The task: Each line of the listing that contains "grass" should be found and copied.

Records for the task:

- - -

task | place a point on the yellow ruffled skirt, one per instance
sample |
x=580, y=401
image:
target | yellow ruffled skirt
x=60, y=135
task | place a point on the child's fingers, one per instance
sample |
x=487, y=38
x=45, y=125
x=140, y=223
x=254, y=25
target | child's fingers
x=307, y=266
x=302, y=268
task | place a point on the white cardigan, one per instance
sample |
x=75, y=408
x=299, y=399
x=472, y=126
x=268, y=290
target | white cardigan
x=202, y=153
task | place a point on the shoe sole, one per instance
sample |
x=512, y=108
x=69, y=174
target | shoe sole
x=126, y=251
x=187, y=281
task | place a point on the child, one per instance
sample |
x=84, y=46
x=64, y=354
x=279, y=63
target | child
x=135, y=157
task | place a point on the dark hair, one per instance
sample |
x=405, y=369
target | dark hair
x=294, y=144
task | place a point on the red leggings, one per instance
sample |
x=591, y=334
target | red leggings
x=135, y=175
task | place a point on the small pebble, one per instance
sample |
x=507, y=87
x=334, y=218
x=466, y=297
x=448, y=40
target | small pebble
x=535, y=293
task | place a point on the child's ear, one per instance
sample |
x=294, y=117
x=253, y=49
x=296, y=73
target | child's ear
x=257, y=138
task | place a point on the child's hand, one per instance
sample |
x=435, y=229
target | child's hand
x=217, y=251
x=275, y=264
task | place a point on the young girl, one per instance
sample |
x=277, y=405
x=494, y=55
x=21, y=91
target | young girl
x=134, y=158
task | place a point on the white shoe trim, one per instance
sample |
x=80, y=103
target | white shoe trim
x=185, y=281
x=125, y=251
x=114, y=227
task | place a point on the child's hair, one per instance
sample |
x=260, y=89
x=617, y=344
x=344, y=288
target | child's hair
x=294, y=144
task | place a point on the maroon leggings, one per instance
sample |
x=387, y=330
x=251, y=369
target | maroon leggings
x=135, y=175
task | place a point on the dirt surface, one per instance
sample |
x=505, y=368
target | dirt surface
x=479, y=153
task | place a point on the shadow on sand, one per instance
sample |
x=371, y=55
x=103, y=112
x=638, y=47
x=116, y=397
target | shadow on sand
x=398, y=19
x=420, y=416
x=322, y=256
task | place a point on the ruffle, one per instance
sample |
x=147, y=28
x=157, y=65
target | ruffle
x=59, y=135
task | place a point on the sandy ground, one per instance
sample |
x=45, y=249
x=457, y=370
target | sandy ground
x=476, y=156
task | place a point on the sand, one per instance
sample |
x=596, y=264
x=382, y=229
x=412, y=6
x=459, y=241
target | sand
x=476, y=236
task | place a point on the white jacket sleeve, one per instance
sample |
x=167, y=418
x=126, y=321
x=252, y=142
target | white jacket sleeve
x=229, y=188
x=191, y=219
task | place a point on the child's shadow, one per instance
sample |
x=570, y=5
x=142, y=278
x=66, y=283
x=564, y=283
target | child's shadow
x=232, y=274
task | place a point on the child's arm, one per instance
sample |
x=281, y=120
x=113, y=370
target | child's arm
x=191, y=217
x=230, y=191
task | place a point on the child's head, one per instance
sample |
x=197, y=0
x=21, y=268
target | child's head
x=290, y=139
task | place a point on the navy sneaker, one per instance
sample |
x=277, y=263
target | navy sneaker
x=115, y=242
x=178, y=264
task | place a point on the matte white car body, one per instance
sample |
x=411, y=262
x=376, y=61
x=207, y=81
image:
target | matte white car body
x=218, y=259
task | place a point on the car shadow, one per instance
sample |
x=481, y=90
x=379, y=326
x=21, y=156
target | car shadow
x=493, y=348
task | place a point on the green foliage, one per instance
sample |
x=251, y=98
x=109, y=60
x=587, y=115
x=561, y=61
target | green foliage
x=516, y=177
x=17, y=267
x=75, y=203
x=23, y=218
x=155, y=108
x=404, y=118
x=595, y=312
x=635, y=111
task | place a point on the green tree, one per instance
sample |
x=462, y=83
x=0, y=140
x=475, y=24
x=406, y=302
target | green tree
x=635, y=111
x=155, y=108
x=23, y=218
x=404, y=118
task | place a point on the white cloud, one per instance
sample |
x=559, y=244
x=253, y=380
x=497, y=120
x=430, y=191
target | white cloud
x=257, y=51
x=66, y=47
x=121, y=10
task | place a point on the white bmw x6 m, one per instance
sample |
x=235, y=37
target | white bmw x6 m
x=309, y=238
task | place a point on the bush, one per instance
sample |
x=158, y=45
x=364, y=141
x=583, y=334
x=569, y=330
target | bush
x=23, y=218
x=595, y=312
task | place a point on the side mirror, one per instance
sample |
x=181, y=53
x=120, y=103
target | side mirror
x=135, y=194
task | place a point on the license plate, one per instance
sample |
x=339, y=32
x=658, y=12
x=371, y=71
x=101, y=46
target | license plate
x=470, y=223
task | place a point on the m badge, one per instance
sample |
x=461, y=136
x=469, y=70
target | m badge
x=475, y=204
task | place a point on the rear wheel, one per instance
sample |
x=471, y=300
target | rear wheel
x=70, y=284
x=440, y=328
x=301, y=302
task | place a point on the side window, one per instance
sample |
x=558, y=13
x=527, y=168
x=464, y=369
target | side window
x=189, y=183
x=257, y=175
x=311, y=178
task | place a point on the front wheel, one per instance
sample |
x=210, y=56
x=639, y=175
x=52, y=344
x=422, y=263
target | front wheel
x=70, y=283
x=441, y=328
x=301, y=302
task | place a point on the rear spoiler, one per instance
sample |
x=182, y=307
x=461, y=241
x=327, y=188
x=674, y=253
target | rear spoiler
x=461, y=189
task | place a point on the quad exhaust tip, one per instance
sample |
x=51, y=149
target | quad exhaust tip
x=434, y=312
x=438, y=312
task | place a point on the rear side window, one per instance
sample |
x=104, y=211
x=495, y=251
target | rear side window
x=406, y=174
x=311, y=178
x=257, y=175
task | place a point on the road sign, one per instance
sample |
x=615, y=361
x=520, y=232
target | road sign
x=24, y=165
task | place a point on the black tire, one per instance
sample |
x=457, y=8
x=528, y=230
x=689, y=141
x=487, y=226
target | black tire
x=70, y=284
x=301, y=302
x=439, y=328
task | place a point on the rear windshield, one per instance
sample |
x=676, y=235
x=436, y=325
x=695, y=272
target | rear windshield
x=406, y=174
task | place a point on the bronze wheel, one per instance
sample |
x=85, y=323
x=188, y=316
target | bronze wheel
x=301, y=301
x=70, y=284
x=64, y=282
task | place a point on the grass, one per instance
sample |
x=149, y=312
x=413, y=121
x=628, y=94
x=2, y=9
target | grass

- - -

Solution:
task | place a point on the grass, one per instance
target | grass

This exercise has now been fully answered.